The Queen is dead («la reina ha muerto»). El 8 de septiembre de 2022, apenas dos días después de su primera reunión con la monarca y de su nombramiento oficial como primera ministra, Liz Truss recibía un mensaje en clave del secretario privado de la reina, sir Edward Young: London Bridge is down («el puente de Londres ha caído»). Era la primera parte de una gran coreografía preparada hasta el último detalle y en la que no había espacio para la improvisación. Nada quedaba al azar.
Mediante este código, la primera ministra ponía en marcha el protocolo mejor coordinado de la Historia del Reino Unido, la llamada Operación London Bridge (Operación Puente de Londres) para dar a conocer y gestionar la muerte de la monarca. Sin embargo, al morir la regente en Balmoral, previamente se tuvo que activar un plan alternativo: la Operación Unicornio, que culminaría con un solemne funeral en la abadía de Westminster el lunes 19 de septiembre. A partir de entonces, se sucedieron una cascada de llamadas y la noticia corrió como la pólvora desde el Centro de Respuesta Global del Ministerio de Exteriores, rumbo a los 15 Gobiernos de los países que habían permanecido bajo su regio cetro, y posteriormente a las 36 restantes naciones de la Commonwealth.

Enunciado 1
Saca de las entradas de abajo cada línea que contenga la palabra "white", respetando mayúsculas y minúsculas.

Datos proporcionados
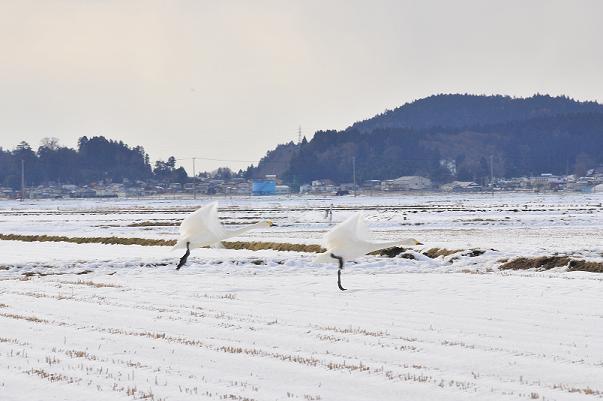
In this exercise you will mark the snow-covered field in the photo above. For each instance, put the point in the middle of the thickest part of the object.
(110, 322)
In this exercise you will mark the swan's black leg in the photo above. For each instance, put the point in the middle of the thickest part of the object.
(340, 259)
(183, 258)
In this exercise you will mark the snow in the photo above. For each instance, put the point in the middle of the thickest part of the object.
(110, 322)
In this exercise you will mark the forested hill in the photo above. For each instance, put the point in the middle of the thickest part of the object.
(472, 110)
(453, 137)
(95, 159)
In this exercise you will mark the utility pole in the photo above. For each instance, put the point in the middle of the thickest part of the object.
(354, 173)
(194, 180)
(22, 180)
(491, 170)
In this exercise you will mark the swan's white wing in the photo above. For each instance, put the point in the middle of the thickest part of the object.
(203, 222)
(346, 233)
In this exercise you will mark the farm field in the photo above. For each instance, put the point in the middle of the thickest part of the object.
(106, 322)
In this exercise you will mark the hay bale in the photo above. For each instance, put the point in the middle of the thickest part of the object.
(542, 263)
(585, 266)
(437, 252)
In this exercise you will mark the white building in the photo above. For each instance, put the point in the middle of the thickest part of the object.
(407, 183)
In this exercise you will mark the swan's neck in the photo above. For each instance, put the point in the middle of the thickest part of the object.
(243, 230)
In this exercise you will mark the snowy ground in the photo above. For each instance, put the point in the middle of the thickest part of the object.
(109, 322)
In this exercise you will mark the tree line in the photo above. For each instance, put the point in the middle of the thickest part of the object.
(96, 159)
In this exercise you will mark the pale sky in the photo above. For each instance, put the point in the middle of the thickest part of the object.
(231, 79)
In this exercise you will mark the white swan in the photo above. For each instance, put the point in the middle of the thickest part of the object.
(203, 228)
(349, 240)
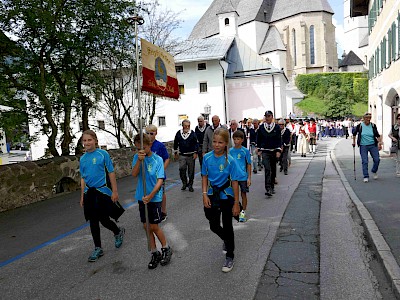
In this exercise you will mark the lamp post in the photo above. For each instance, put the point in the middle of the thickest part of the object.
(207, 111)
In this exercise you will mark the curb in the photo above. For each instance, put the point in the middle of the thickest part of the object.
(384, 253)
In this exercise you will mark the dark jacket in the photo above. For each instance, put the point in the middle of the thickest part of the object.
(200, 135)
(358, 131)
(186, 146)
(244, 143)
(269, 141)
(253, 136)
(286, 137)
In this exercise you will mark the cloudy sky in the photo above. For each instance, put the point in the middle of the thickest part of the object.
(191, 11)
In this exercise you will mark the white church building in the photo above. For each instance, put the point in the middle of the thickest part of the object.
(242, 57)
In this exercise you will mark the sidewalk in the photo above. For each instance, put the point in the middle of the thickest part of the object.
(377, 203)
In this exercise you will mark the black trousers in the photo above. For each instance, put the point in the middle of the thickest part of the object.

Enunciado 2
En el fragmento sobre la muerte de la reina, cambia "mensaje" por "aviso" y vuelve a escribir el pasaje empezando en "The Queen is" y terminando en "quedaba al azar.".

Respuesta explicada 1
In this exercise you will mark the swan's white wing in the photo above. For each instance, put the point in the middle of the thickest part of the object.
In this exercise you will mark the white building in the photo above. For each instance, put the point in the middle of the thickest part of the object.
In this exercise you will mark the white swan in the photo above. For each instance, put the point in the middle of the thickest part of the object.
In this exercise you will mark the white church building in the photo above. For each instance, put the point in the middle of the thickest part of the object.

Respuesta explicada 2
The Queen is dead («la reina ha muerto»). El 8 de septiembre de 2022, apenas dos días después de su primera reunión con la monarca y de su nombramiento oficial como primera ministra, Liz Truss recibía un aviso en clave del secretario privado de la reina, sir Edward Young: London Bridge is down («el puente de Londres ha caído»). Era la primera parte de una gran coreografía preparada hasta el último detalle y en la que no había espacio para la improvisación. Nada quedaba al azar.